Problem: Enter each of the lines below into a Markdown table with the columns Row and Line. Number the rows in order and leave out any blank lines.

▼

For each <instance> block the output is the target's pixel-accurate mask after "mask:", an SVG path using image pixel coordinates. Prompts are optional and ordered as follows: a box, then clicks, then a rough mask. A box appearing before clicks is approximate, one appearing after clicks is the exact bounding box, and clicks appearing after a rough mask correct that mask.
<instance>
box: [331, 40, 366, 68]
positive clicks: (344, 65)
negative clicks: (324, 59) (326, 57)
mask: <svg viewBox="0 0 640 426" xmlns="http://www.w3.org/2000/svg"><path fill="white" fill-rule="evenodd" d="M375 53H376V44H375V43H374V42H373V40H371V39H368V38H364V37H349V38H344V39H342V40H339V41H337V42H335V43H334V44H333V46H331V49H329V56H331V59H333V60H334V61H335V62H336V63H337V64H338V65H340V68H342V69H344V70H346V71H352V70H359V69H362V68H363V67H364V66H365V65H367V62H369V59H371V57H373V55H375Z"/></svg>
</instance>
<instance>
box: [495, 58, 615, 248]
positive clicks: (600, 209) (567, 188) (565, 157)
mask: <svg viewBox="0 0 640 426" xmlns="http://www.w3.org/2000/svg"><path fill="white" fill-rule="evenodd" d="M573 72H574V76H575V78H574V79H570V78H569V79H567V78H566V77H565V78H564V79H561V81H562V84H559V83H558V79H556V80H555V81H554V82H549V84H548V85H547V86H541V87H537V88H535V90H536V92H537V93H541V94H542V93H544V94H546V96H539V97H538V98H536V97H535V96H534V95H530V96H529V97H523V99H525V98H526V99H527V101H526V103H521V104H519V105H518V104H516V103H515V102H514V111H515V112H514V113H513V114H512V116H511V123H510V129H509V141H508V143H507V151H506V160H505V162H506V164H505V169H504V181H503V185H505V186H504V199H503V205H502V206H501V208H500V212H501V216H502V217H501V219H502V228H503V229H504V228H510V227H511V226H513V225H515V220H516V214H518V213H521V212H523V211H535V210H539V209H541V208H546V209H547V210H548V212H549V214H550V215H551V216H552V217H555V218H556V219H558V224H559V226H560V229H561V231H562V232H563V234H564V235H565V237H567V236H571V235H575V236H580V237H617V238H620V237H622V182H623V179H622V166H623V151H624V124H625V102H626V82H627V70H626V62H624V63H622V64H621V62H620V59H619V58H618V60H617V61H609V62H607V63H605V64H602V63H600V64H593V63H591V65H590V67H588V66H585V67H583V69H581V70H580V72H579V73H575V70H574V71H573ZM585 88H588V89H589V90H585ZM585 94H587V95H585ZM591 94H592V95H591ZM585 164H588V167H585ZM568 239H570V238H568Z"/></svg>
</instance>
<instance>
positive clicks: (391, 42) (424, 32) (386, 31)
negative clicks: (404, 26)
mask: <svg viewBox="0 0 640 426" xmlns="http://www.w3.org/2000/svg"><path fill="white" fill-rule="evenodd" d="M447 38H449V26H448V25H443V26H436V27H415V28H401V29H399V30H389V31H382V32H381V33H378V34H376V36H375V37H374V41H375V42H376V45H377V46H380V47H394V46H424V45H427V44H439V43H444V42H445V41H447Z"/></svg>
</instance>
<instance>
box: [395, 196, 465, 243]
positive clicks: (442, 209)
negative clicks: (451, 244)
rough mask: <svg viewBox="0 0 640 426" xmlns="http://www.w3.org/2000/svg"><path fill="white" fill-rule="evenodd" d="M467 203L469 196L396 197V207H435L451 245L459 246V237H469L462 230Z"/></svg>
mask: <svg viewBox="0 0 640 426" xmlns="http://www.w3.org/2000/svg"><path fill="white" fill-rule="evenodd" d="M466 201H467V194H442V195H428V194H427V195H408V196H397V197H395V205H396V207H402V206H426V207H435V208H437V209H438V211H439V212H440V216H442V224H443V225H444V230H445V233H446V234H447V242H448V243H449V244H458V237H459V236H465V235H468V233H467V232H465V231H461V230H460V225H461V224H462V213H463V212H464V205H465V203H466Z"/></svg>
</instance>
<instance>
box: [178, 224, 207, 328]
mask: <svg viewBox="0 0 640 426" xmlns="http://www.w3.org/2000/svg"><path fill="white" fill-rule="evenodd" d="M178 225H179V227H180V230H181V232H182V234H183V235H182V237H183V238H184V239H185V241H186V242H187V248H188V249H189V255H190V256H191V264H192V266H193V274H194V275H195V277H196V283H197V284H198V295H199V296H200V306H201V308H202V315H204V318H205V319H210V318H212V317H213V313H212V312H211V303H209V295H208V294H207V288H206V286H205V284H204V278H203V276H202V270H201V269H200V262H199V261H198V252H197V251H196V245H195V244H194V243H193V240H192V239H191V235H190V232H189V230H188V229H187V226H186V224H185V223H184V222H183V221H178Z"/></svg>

▲

Result of this task:
| Row | Line |
|---|---|
| 1 | For each <instance> block the output is the target's pixel-accurate mask after "mask:", an SVG path using image pixel coordinates. Prompts are optional and ordered as follows: a box, then clicks, then a rough mask. A box appearing before clicks is approximate, one appearing after clicks is the exact bounding box, and clicks appearing after a rough mask correct that mask. |
| 2 | <instance> |
| 3 | box: [331, 40, 366, 68] |
| 4 | positive clicks: (344, 65) |
| 5 | negative clicks: (324, 59) (326, 57) |
| 6 | mask: <svg viewBox="0 0 640 426" xmlns="http://www.w3.org/2000/svg"><path fill="white" fill-rule="evenodd" d="M375 53H376V44H375V43H374V42H373V40H371V39H368V38H364V37H349V38H344V39H342V40H339V41H337V42H335V43H334V44H333V46H331V49H329V56H331V59H333V60H334V61H335V62H336V63H337V64H338V65H340V68H342V69H344V70H346V71H352V70H359V69H362V68H363V67H364V66H365V65H367V62H369V59H371V57H373V55H375Z"/></svg> |
| 7 | </instance> |
| 8 | <instance> |
| 9 | box: [495, 58, 615, 248] |
| 10 | positive clicks: (600, 209) (567, 188) (565, 157) |
| 11 | mask: <svg viewBox="0 0 640 426" xmlns="http://www.w3.org/2000/svg"><path fill="white" fill-rule="evenodd" d="M573 72H574V76H575V78H574V79H570V78H569V79H567V78H566V77H565V78H564V79H561V81H562V84H559V83H558V79H556V80H555V81H554V82H549V84H548V85H547V86H541V87H537V88H535V90H536V92H537V93H541V94H542V93H544V94H546V96H539V97H538V98H536V97H535V96H534V95H530V96H529V97H523V99H525V98H526V99H527V101H526V103H521V104H519V105H518V104H516V103H515V102H514V111H515V112H514V113H513V114H512V116H511V123H510V129H509V141H508V143H507V151H506V160H505V162H506V164H505V169H504V181H503V185H505V186H504V199H503V205H502V206H501V208H500V212H501V216H502V217H501V219H502V228H503V229H504V228H510V227H511V226H513V225H515V220H516V214H518V213H521V212H523V211H535V210H539V209H541V208H546V209H547V210H548V212H549V214H550V215H551V216H552V217H555V218H556V219H558V224H559V226H560V229H561V231H562V232H563V234H564V235H565V237H567V236H571V235H575V236H580V237H617V238H620V237H622V182H623V179H622V166H623V151H624V124H625V102H626V82H627V70H626V62H624V63H622V64H621V62H620V59H619V58H618V60H617V61H609V62H607V63H605V64H602V63H600V64H593V63H591V65H590V67H588V66H585V67H583V69H581V70H580V72H579V73H575V70H574V71H573ZM585 88H588V89H589V90H585ZM585 94H587V95H585ZM591 94H592V95H591ZM585 164H588V167H585ZM568 239H570V238H568Z"/></svg> |
| 12 | </instance> |
| 13 | <instance> |
| 14 | positive clicks: (391, 42) (424, 32) (386, 31) |
| 15 | negative clicks: (404, 26) |
| 16 | mask: <svg viewBox="0 0 640 426" xmlns="http://www.w3.org/2000/svg"><path fill="white" fill-rule="evenodd" d="M447 38H449V26H448V25H443V26H436V27H415V28H401V29H399V30H389V31H382V32H381V33H378V34H376V36H375V37H374V41H375V42H376V45H377V46H380V47H394V46H424V45H427V44H439V43H444V42H445V41H447Z"/></svg> |
| 17 | </instance> |
| 18 | <instance> |
| 19 | box: [395, 196, 465, 243] |
| 20 | positive clicks: (442, 209) |
| 21 | negative clicks: (451, 244) |
| 22 | rough mask: <svg viewBox="0 0 640 426" xmlns="http://www.w3.org/2000/svg"><path fill="white" fill-rule="evenodd" d="M467 203L469 196L396 197V207H435L451 245L459 246V237H469L462 230Z"/></svg> |
| 23 | mask: <svg viewBox="0 0 640 426" xmlns="http://www.w3.org/2000/svg"><path fill="white" fill-rule="evenodd" d="M466 201H467V194H442V195H428V194H427V195H408V196H397V197H395V205H396V207H402V206H426V207H435V208H437V209H438V211H439V212H440V216H442V224H443V225H444V230H445V233H446V234H447V242H448V243H449V244H458V237H459V236H465V235H468V233H467V232H465V231H461V230H460V225H461V224H462V213H463V212H464V205H465V203H466Z"/></svg> |
| 24 | </instance> |
| 25 | <instance> |
| 26 | box: [178, 224, 207, 328] |
| 27 | mask: <svg viewBox="0 0 640 426" xmlns="http://www.w3.org/2000/svg"><path fill="white" fill-rule="evenodd" d="M178 225H179V227H180V230H181V232H182V234H183V235H182V237H183V238H184V239H185V241H186V242H187V248H188V249H189V255H190V256H191V264H192V266H193V274H194V275H195V277H196V283H197V284H198V295H199V296H200V306H201V308H202V315H204V318H205V319H210V318H212V317H213V313H212V312H211V303H209V295H208V294H207V288H206V286H205V284H204V278H203V276H202V270H201V269H200V262H199V261H198V252H197V251H196V245H195V244H194V243H193V240H192V239H191V235H190V232H189V230H188V229H187V226H186V224H185V223H184V222H183V221H178Z"/></svg> |